WRITTEN EXERCISE:
Omit every picture and return the rest of the data unaltered.

____ EXTRACTED ENTRIES

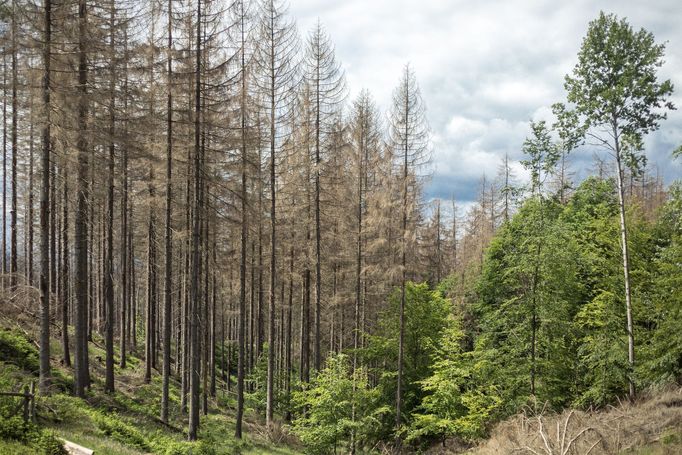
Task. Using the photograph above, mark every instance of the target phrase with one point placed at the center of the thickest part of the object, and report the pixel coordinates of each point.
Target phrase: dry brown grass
(625, 428)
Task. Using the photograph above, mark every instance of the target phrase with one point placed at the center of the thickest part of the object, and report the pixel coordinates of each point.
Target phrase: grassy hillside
(125, 422)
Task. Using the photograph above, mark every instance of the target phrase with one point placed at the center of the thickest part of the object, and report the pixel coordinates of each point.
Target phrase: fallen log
(74, 449)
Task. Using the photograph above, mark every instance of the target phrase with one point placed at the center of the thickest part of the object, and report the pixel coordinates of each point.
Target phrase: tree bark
(81, 362)
(45, 376)
(168, 246)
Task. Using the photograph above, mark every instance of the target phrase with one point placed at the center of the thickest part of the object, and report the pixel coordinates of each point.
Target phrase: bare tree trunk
(167, 293)
(4, 170)
(81, 362)
(150, 348)
(13, 214)
(241, 329)
(65, 273)
(125, 295)
(109, 255)
(626, 265)
(29, 222)
(196, 258)
(44, 207)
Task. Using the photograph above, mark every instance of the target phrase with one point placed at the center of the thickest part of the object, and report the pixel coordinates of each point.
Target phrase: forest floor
(652, 425)
(126, 422)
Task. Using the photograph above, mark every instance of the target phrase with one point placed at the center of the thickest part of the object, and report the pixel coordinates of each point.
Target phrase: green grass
(15, 448)
(125, 422)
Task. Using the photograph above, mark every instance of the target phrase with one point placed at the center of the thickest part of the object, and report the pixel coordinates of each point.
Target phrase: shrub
(120, 431)
(16, 349)
(44, 441)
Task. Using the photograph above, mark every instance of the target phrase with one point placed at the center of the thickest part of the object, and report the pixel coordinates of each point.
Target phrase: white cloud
(485, 68)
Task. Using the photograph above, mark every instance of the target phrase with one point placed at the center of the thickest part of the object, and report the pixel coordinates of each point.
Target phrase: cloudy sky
(486, 68)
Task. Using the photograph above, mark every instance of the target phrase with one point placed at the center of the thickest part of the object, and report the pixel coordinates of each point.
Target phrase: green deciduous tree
(618, 98)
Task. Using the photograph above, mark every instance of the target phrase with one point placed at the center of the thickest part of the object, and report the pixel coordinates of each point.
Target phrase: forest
(210, 247)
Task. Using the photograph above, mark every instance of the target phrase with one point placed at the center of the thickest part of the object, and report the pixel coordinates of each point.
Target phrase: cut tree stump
(74, 449)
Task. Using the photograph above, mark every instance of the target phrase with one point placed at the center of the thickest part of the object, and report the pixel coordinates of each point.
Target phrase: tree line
(210, 199)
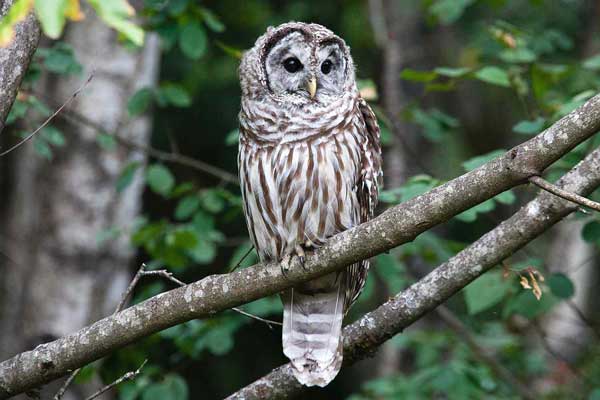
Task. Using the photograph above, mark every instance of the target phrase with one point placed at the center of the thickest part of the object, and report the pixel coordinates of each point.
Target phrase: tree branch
(15, 59)
(555, 190)
(397, 225)
(363, 337)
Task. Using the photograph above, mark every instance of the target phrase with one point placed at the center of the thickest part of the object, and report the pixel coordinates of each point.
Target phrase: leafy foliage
(519, 66)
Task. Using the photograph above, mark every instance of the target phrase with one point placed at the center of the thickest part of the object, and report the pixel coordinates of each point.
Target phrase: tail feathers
(312, 334)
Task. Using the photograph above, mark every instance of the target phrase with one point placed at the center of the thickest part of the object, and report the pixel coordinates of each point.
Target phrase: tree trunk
(57, 277)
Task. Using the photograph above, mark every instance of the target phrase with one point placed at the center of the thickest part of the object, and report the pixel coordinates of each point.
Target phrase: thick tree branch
(575, 198)
(15, 59)
(364, 336)
(394, 227)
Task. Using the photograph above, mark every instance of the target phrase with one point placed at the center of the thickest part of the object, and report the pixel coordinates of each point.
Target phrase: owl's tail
(312, 330)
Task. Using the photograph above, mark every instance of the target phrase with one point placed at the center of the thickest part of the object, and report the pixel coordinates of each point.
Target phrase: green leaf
(592, 63)
(182, 238)
(478, 161)
(239, 253)
(117, 14)
(529, 127)
(187, 206)
(493, 75)
(177, 7)
(486, 291)
(160, 179)
(212, 201)
(561, 286)
(435, 123)
(518, 55)
(192, 40)
(449, 11)
(139, 102)
(452, 72)
(527, 305)
(175, 95)
(156, 391)
(417, 76)
(126, 176)
(51, 14)
(16, 13)
(204, 252)
(591, 232)
(211, 20)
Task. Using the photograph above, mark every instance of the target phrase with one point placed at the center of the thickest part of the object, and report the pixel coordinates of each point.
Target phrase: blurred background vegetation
(453, 82)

________

REPLY:
Task. Using the photograph above, mark every instance of the target phrase with one point placed at the center of the thickest part of the object, and report the pixel coordinates of each point.
Target phrase: dry brown grass
(625, 428)
Task. Using the photograph above, mark every instance of the target phrase with one point placed at the center of the thickest part of the object, and report the pixel coordinates of each point.
Target phrase: grassy hillside
(125, 422)
Task. Using the photograph above, mark every instance of the target phrase with one point placed at the center of the thickest part of the object, and report the pixel coordinates of each point.
Target phrase: fallen log
(74, 449)
Task. Using the photograph above, mark every instance of the target phrase with one point placed at the center of the thickest part of the object, and report the pixel coordinates of each point.
Target phrase: tree bark
(81, 362)
(45, 376)
(168, 246)
Task. Using the photograph above, mark every instance of the target phrase with one point placed at the center of the thickest part of the object, and report the pixel coordinates of each point.
Target phrase: bare tree trunk
(167, 293)
(4, 170)
(81, 362)
(150, 348)
(13, 214)
(241, 329)
(65, 273)
(125, 295)
(109, 255)
(626, 265)
(29, 222)
(196, 258)
(44, 207)
Task. Using the photograph above, mark every instance of the target phrase with one point placed at the center of the thickest part of the object, and report the pixel coordinates of each point.
Target phrase: forest floor
(652, 425)
(126, 422)
Task. Using the photograph above, mark every instance of the target phrase with one point placed at the center of the thickest part of the object, and report the pixel coordinates of each point.
Target phrase: green grass
(15, 448)
(125, 422)
Task. Using the photograph above, mark every instance of the target phrase with one point placed at the center of the thickest part of the object, and report the pixel coordinates of each point.
Target phrase: shrub
(120, 431)
(16, 349)
(44, 441)
Task. Using the photograph above, mark every instance of the target phrase with one point placed at the center of the thickest part of the object, and report the pixel coordinates of each point.
Target phrase: white cloud
(485, 68)
Task. Using the photograph above, mark every instance of the target phrase with one point placed at the center of the thickest part of the object, and report the pixel coordinates of each point.
Target phrase: cloudy sky
(486, 68)
Task. Using the photograph above, mark every instance of the target phrase with one point placed at the center of the thickest part of the object, and report the pixel coordinates of each point.
Target phrase: green deciduous tree
(618, 98)
Task. Using the photograph above, mark every instance of the target phrase with one point placed at the center of the thickest part of the object, and report the pixel coordinates of each point.
Target phrase: forest
(210, 247)
Task. Using the photograph above, mark every instance of the target phrase with one point placed at the center of the thickest part of the object, and report the pixel coordinates of each point.
Target phrase: cut tree stump
(74, 449)
Task. Using the photograph above, mark every instance of the target phrase with one point placed at the center of the thickest part of the object, and report the pixel coordinates of each point.
Target phrase: tree line
(210, 199)
Task. Using the photograph above, mark every instance of the target phrase with one point placed at the center of the thickest part of the object, and report the pixel coordinates of each point.
Target phrase: tree branch
(15, 59)
(555, 190)
(397, 225)
(363, 337)
Task. Using the photograph above, mark every instance of the target phrase with one point placed at the center of the thickest part of the object, and report the pixel coordinates of each point.
Target phrase: leafy foliage
(519, 66)
Task. Using the photograph above, mark every instance of the target phrase with one point placed at the center of the thickest part of the object, and report the pixel coordinates of each point.
Target phrase: tail feathers
(312, 334)
Task. Using the photograph above, mark every instance of the target phrase with one point placed at the center of the thickest part of the object, and report the pixel coordinates of each point.
Target phrase: tree trunk
(57, 277)
Task. Using the photograph above, mark every instance of the target phrase with one point placed at the center of the thickest part of the object, and report the pixel coordinates of each point.
Target phrase: thick tree branch
(575, 198)
(15, 59)
(364, 336)
(394, 227)
Task. Using the photograph above, mark every instance of the target phrase with one point placed at the center of the thickest part of the object, and report the pixel coordinates of each point.
Target phrase: owl's tail
(312, 330)
Task. Using the photograph above, mark every instance of the target phrase with one point placed at the center of the thickest part of the object, and report the pixel coordinates of each point.
Target phrase: green leaf
(592, 63)
(182, 238)
(478, 161)
(239, 253)
(117, 14)
(529, 127)
(187, 206)
(493, 75)
(177, 7)
(486, 291)
(160, 179)
(212, 201)
(561, 286)
(435, 123)
(518, 55)
(192, 40)
(449, 11)
(139, 102)
(452, 72)
(527, 305)
(175, 95)
(156, 391)
(417, 76)
(126, 176)
(51, 14)
(16, 13)
(204, 252)
(591, 232)
(211, 20)
Task. Using the photograph above, mark every instance of the target phrase with one point placed at the center of the thickest part of the object, and report the pixel coordinates of each point.
Target phrase: blurred background vegetation
(453, 82)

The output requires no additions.